A processual account on the conceiving of space benefits from the wider insights Henri Lefebvre offers on temporality, rhythm and history (1970, 1975, 2004/1992, 2014/1947) complementing his theory of spatial production (Lefebvre, 1991) with nuanced sociological appreciations of disposal and absence (Hetherington, 2004; Lefebvre, 1980) as part of our everyday practices of production and consumption.

Temporality and History in Lefebvre

Lefebvre did not substitute the study of time for that of space, but rather addressed “the relation between space and time, and in the process rethought both concepts” (Elden, 2004b: 170). This relationship interested him very broadly, ranging from historical events (Lefebvre, 1970, 1975) to the mundane practices of everyday life (Lefebvre, 2014a). His broad spatiotemporal concern emerges from the unit of analysis proposed in his latest work: “Everywhere there is interaction between a place, a time and an expenditure of energy, there is rhythm” (Lefebvre, 2004/1992: 15, in bold in the original). A rhythm, however, does not unfold in an indistinct, homogeneous and automatic flow, but everyday routines can be disrupted in productive and revelatory “moments” (Elden, 2004b: 170). For Lefebvre, perceived, conceived and lived space are moments (Lefebvre, 1991: 40), and the important concept of moment is defined as “the attempt to achieve the total realization of a possibility” (Lefebvre, 2014a: 642, emphasis in original). For Lefebvre, possibility was key to understand history: “The introduction of Possibility … permits us to conceive the objectivity—while yielding its due to relativity, novelty and inexhaustibility—of history” (Lefebvre, 1975: 35, capital letter in the original). Events do not all unfold as equal to one another in our grasp, but they have their differential rhythms and historical relevance. Something is historical, if it leaves traces (Lefebvre, 2003: 178). We suggest that also unrealized possibilities leave traces and count as historical. When conceived (spatial) events do not occur and are experienced as unresolved, the past remains “both connected to us and separated from us” (Dale and Burrell, 2008: 78, emphasis in original; Lefebvre, 1970, 2003): We cannot repeat and repair past moments, which remain detached, inaccessible, although very present to us in their absence, in the negation of their planned and imagined (i.e. conceived and lived) possibilities.

§ SUPPLIED RECORDS
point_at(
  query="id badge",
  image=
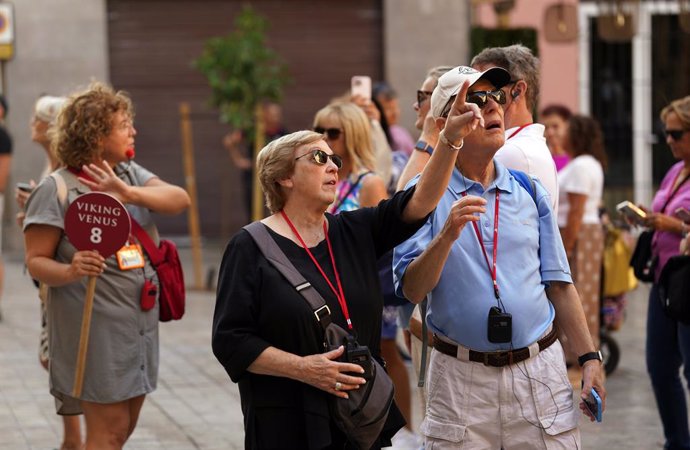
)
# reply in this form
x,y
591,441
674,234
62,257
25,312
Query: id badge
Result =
x,y
130,257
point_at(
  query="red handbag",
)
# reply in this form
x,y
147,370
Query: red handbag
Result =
x,y
166,261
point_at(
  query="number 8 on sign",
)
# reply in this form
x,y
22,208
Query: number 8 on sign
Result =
x,y
96,233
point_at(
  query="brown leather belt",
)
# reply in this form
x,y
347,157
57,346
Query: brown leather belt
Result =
x,y
496,359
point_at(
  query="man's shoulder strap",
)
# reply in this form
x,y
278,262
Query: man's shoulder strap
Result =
x,y
526,181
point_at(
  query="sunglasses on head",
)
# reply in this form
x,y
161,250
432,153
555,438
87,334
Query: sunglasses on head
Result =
x,y
331,133
676,135
320,158
422,96
479,98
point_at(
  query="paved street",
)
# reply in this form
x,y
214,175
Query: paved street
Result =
x,y
197,407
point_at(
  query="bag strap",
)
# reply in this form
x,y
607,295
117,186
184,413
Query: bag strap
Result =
x,y
670,197
349,191
145,240
526,181
269,248
61,188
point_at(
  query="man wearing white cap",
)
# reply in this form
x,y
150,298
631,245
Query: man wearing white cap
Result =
x,y
525,148
497,377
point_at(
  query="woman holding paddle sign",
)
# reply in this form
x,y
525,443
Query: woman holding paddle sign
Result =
x,y
94,140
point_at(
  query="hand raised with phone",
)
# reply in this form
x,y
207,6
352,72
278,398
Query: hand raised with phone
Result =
x,y
463,117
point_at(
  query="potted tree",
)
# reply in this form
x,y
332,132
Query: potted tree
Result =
x,y
242,72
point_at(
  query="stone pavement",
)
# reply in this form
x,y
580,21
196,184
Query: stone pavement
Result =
x,y
197,407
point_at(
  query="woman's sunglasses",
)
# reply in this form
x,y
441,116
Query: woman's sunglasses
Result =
x,y
422,96
676,135
331,133
479,98
320,157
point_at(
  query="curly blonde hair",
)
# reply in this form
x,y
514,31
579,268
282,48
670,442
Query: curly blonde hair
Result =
x,y
681,107
357,131
85,121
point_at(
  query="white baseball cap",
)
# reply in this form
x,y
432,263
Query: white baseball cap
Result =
x,y
450,83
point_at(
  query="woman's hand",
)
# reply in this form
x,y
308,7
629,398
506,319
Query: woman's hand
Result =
x,y
323,372
86,263
367,106
663,222
592,379
103,179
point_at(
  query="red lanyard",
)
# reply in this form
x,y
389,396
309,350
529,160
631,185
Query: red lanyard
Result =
x,y
518,130
492,268
339,295
80,173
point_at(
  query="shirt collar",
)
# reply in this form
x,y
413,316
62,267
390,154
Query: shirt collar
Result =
x,y
459,183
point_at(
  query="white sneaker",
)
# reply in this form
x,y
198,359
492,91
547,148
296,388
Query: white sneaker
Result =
x,y
407,440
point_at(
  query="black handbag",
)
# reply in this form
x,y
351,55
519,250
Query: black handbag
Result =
x,y
360,417
674,288
643,261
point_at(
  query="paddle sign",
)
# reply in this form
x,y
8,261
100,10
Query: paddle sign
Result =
x,y
94,221
97,221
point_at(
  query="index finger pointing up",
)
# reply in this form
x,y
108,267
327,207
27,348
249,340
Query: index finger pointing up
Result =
x,y
462,95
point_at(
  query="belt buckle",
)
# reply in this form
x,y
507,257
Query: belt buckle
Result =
x,y
498,357
321,312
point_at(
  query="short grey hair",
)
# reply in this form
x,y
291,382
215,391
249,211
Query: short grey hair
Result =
x,y
519,61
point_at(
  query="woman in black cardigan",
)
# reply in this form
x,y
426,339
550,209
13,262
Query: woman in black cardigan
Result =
x,y
264,332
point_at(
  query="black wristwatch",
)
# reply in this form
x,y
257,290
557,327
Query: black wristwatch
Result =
x,y
422,146
581,360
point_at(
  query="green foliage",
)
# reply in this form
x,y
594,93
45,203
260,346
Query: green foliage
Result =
x,y
242,70
482,38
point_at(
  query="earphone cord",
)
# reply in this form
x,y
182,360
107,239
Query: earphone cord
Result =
x,y
522,411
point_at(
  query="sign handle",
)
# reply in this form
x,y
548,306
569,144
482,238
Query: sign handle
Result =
x,y
84,337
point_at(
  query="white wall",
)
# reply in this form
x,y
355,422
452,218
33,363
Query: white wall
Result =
x,y
59,46
419,35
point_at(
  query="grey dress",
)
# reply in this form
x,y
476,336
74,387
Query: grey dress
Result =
x,y
122,358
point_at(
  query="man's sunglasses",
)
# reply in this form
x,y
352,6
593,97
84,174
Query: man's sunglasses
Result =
x,y
422,96
676,135
331,133
479,98
320,157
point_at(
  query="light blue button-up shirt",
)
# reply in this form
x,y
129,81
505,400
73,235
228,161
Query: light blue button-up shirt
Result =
x,y
530,255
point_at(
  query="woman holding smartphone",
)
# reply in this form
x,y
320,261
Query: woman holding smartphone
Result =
x,y
668,341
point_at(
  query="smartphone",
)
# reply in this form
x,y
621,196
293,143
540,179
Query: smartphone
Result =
x,y
26,187
593,404
361,85
632,212
683,214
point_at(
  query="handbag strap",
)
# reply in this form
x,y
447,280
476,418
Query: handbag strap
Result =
x,y
670,197
145,240
280,261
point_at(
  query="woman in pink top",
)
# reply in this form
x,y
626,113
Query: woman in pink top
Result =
x,y
555,119
668,341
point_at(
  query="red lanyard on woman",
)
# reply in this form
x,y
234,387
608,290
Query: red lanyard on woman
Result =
x,y
492,268
339,294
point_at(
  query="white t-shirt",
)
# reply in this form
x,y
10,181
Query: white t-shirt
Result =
x,y
527,151
582,175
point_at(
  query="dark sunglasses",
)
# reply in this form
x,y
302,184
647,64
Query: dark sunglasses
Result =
x,y
422,96
479,98
676,135
320,157
331,133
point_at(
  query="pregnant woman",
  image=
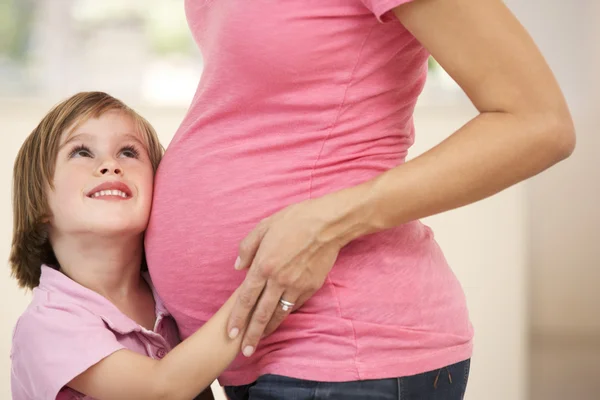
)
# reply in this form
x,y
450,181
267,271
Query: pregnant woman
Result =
x,y
288,177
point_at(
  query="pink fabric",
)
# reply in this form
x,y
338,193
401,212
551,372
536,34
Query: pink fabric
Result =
x,y
298,99
66,329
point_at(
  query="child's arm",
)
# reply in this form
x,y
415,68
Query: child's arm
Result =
x,y
184,372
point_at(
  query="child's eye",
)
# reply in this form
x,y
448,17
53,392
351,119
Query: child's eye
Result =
x,y
80,151
130,152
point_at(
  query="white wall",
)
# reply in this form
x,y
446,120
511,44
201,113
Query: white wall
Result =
x,y
564,202
485,243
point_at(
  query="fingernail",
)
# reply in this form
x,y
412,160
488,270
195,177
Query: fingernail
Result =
x,y
248,350
233,333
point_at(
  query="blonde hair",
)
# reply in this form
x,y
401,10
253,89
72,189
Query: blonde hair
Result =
x,y
34,171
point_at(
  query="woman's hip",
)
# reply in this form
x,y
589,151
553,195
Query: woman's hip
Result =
x,y
447,383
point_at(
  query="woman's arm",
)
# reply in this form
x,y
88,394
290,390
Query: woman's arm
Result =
x,y
183,373
523,128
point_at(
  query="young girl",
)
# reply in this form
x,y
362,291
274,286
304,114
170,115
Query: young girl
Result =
x,y
96,328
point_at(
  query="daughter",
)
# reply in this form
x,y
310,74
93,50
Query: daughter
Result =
x,y
95,328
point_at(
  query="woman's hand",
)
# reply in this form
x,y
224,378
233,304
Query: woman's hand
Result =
x,y
289,255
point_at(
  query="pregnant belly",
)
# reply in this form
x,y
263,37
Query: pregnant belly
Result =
x,y
204,205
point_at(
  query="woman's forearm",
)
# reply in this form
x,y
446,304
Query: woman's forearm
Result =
x,y
490,153
196,362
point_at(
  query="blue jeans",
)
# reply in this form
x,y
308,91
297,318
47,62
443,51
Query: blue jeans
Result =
x,y
448,383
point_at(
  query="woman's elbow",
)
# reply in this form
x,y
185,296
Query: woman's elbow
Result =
x,y
553,135
561,138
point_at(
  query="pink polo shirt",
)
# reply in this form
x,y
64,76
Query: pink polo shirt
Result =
x,y
299,98
67,328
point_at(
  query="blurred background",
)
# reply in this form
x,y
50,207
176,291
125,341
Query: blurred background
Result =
x,y
528,258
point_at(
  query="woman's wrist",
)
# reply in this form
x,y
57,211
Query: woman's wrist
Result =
x,y
349,214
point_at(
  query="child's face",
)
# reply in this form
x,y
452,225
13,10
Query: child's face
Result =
x,y
103,179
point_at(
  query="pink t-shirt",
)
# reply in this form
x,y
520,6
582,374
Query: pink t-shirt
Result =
x,y
297,99
66,329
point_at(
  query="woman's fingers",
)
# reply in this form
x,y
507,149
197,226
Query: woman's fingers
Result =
x,y
289,302
268,305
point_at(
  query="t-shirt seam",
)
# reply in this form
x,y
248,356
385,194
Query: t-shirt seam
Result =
x,y
339,111
310,194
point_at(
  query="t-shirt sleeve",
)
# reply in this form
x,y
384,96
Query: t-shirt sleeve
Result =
x,y
51,346
382,8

§ GIVEN INSTRUCTION A
In the Lefebvre text, transcribe the passage from "A processual account" to "production and consumption.".
§ GIVEN INSTRUCTION B
Answer these questions using the Lefebvre text:
(i) Whose insights on temporality, rhythm and history does the opening paragraph draw on?
(ii) How is the concept of moment defined in the quotation?
(iii) According to Lefebvre, what condition makes something historical?

§ TASK ANSWER A
A processual account on the conceiving of space benefits from the wider insights Henri Lefebvre offers on temporality, rhythm and history (1970, 1975, 2004/1992, 2014/1947) complementing his theory of spatial production (Lefebvre, 1991) with nuanced sociological appreciations of disposal and absence (Hetherington, 2004; Lefebvre, 1980) as part of our everyday practices of production and consumption.

§ TASK ANSWER B
(i) Henri Lefebvre's
(ii) As "the attempt to achieve the total realization of a possibility"
(iii) It leaves traces.